## Begin SUPPLIED RECORDS

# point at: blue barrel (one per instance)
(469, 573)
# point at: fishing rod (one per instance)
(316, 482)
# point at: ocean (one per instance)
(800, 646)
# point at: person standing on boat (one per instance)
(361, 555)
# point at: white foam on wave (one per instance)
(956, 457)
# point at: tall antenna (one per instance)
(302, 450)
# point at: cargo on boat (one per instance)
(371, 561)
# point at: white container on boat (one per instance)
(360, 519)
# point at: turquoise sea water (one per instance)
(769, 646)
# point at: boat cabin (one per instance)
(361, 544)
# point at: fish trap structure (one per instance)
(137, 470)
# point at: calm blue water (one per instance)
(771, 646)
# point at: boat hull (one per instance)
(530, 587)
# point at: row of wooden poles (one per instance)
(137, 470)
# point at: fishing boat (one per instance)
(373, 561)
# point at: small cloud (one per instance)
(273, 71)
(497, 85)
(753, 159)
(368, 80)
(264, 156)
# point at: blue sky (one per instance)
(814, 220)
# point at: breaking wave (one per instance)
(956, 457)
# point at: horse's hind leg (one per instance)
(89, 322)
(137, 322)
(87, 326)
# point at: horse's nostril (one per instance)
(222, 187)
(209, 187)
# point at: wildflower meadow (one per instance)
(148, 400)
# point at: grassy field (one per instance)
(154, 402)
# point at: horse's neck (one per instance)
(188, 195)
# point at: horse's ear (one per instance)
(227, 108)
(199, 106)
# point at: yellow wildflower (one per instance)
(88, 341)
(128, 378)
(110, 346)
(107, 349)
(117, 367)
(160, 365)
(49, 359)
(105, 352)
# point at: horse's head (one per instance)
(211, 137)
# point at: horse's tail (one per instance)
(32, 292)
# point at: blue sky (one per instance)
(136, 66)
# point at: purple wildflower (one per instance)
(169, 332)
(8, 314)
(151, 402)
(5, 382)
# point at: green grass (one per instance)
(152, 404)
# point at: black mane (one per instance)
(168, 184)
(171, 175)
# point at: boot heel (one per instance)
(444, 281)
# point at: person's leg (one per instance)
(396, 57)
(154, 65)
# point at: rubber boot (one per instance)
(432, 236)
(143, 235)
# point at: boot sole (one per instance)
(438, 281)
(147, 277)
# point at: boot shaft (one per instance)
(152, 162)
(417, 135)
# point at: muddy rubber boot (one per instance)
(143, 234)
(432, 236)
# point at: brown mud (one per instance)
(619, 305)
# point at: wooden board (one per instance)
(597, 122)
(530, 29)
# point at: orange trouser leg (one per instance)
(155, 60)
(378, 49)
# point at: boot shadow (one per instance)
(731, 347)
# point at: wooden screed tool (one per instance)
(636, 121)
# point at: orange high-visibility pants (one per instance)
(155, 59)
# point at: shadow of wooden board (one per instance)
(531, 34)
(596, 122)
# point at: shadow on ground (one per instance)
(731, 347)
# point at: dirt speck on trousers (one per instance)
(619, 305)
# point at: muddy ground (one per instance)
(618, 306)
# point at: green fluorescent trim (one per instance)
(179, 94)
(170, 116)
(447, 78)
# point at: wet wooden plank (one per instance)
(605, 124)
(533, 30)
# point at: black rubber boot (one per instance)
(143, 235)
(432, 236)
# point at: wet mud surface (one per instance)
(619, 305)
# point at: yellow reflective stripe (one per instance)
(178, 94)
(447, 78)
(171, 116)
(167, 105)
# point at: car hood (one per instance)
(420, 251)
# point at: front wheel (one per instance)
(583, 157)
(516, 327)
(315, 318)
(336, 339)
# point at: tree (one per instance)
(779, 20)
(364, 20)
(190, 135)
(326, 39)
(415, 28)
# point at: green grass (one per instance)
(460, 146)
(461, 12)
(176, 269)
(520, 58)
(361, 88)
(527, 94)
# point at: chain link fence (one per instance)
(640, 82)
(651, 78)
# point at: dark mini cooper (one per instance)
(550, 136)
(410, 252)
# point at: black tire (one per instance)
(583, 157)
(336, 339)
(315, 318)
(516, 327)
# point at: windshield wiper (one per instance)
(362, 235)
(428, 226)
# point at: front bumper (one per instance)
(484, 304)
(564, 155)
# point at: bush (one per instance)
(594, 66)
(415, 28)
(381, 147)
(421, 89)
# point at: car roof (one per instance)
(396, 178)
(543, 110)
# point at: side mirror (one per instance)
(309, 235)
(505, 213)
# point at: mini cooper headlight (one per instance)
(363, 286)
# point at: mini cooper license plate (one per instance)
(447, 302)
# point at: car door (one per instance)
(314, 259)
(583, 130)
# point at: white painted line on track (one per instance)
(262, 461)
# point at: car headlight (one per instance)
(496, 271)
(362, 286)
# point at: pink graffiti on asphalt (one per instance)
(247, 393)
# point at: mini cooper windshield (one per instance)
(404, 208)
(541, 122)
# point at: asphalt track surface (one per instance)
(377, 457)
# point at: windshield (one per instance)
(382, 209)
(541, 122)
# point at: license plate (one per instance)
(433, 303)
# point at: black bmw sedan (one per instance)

## End SUPPLIED RECORDS

GIVEN PROBLEM ▸
Quote every entry exactly.

COMPLETE OUTPUT ▸
# point at: blue barrel (one per instance)
(469, 573)
# point at: fishing rod (one per instance)
(316, 482)
# point at: ocean (one per instance)
(800, 646)
# point at: person standing on boat (one per instance)
(361, 555)
# point at: white foam on wave (one per instance)
(956, 457)
# point at: tall antenna (one per instance)
(302, 450)
# point at: cargo on boat (one per instance)
(371, 561)
# point at: white container on boat (one per instance)
(360, 519)
# point at: turquoise sea water (one per instance)
(769, 646)
# point at: boat cabin (one per instance)
(361, 544)
# point at: fish trap structure (one per instance)
(137, 470)
# point at: calm blue water (one per instance)
(771, 646)
# point at: boat hull (one per instance)
(530, 587)
# point at: row of wooden poles (one per instance)
(137, 470)
# point at: fishing boat (one per instance)
(373, 561)
# point at: small cloud (one per instance)
(273, 71)
(497, 85)
(753, 159)
(368, 80)
(264, 156)
# point at: blue sky (one per instance)
(814, 220)
# point at: breaking wave (one per instance)
(956, 457)
# point at: horse's hind leg (one per instance)
(89, 322)
(137, 322)
(87, 326)
# point at: horse's nostril (one per instance)
(222, 187)
(209, 187)
# point at: wildflower meadow (one per instance)
(148, 400)
# point at: grassy field (one per instance)
(154, 402)
# point at: horse's neck (one per instance)
(188, 195)
# point at: horse's ear (one per instance)
(227, 108)
(199, 106)
# point at: yellow wildflower (one per instance)
(88, 341)
(128, 378)
(110, 346)
(107, 349)
(117, 367)
(160, 365)
(49, 359)
(105, 352)
# point at: horse's head (one per instance)
(211, 137)
# point at: horse's tail (one per instance)
(32, 292)
# point at: blue sky (one per instance)
(136, 66)
# point at: purple wildflower (one per instance)
(169, 332)
(8, 314)
(151, 402)
(5, 382)
# point at: green grass (one per instance)
(152, 404)
# point at: black mane (one per instance)
(168, 184)
(171, 175)
# point at: boot heel (one per instance)
(444, 281)
# point at: person's leg (one per instance)
(396, 57)
(154, 65)
# point at: rubber boot (one per instance)
(432, 236)
(143, 235)
# point at: boot sole (one per instance)
(438, 281)
(147, 277)
# point at: boot shaft (one per instance)
(152, 162)
(417, 135)
# point at: muddy rubber boot (one per instance)
(143, 234)
(432, 236)
# point at: brown mud (one per instance)
(619, 305)
# point at: wooden board (one per instance)
(597, 122)
(530, 29)
# point at: orange trouser leg (one per instance)
(155, 60)
(378, 49)
# point at: boot shadow (one per instance)
(731, 347)
# point at: wooden screed tool (one per instance)
(636, 121)
# point at: orange high-visibility pants (one per instance)
(155, 59)
# point at: shadow of wooden board (one per instance)
(531, 34)
(596, 122)
# point at: shadow on ground (one per instance)
(731, 347)
# point at: dirt speck on trousers (one per instance)
(619, 305)
# point at: muddy ground (one per instance)
(618, 306)
# point at: green fluorescent trim (one per instance)
(179, 94)
(170, 116)
(447, 78)
# point at: wet wooden plank (one per instance)
(605, 124)
(533, 30)
# point at: black rubber boot (one per instance)
(143, 235)
(432, 236)
# point at: wet mud surface (one per instance)
(619, 305)
# point at: yellow reflective stripe (one per instance)
(178, 94)
(447, 78)
(171, 116)
(167, 105)
# point at: car hood (one per instance)
(420, 251)
# point at: front wheel (one per instance)
(583, 157)
(516, 327)
(315, 318)
(336, 339)
# point at: tree (one per instance)
(779, 20)
(364, 20)
(190, 135)
(326, 39)
(415, 28)
# point at: green grass (one per instance)
(460, 146)
(461, 12)
(176, 269)
(520, 58)
(361, 88)
(527, 94)
# point at: chain link fence (one per instance)
(640, 82)
(651, 78)
# point at: dark mini cooper (one per instance)
(550, 136)
(410, 252)
# point at: black tire (one per instance)
(583, 157)
(336, 339)
(315, 318)
(516, 327)
# point at: windshield wiper (one per instance)
(362, 235)
(428, 226)
# point at: front bumper (one per instance)
(484, 304)
(564, 155)
# point at: bush (one per instance)
(594, 66)
(415, 28)
(381, 147)
(421, 89)
# point at: car roof (one per instance)
(396, 178)
(543, 110)
# point at: side mirror (one per instance)
(309, 235)
(505, 213)
# point at: mini cooper headlight (one per instance)
(363, 286)
# point at: mini cooper license plate (one per instance)
(447, 302)
# point at: car door (one per instance)
(314, 259)
(583, 130)
# point at: white painted line on track (one per instance)
(262, 461)
# point at: car headlight (one per instance)
(496, 271)
(362, 286)
# point at: pink graffiti on asphalt (one per instance)
(247, 393)
# point at: mini cooper windshield (one per instance)
(404, 208)
(541, 122)
# point at: asphalt track surface (one per instance)
(377, 457)
# point at: windshield (one per instance)
(382, 209)
(541, 122)
# point at: license plate (one per instance)
(433, 303)
# point at: black bmw sedan (one per instance)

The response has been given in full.